* [Stated task] Reproduce every one of the records below word for word, keeping each line in its original order.

* [Listed records]
━━━━

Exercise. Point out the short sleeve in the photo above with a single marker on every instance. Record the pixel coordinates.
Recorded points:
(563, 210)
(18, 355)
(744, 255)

━━━━

* [The answer]
Exercise. Point out the short sleeve in the photo above with a single marker on every instance. Record the pixel coordinates.
Recorded points:
(563, 210)
(18, 355)
(744, 255)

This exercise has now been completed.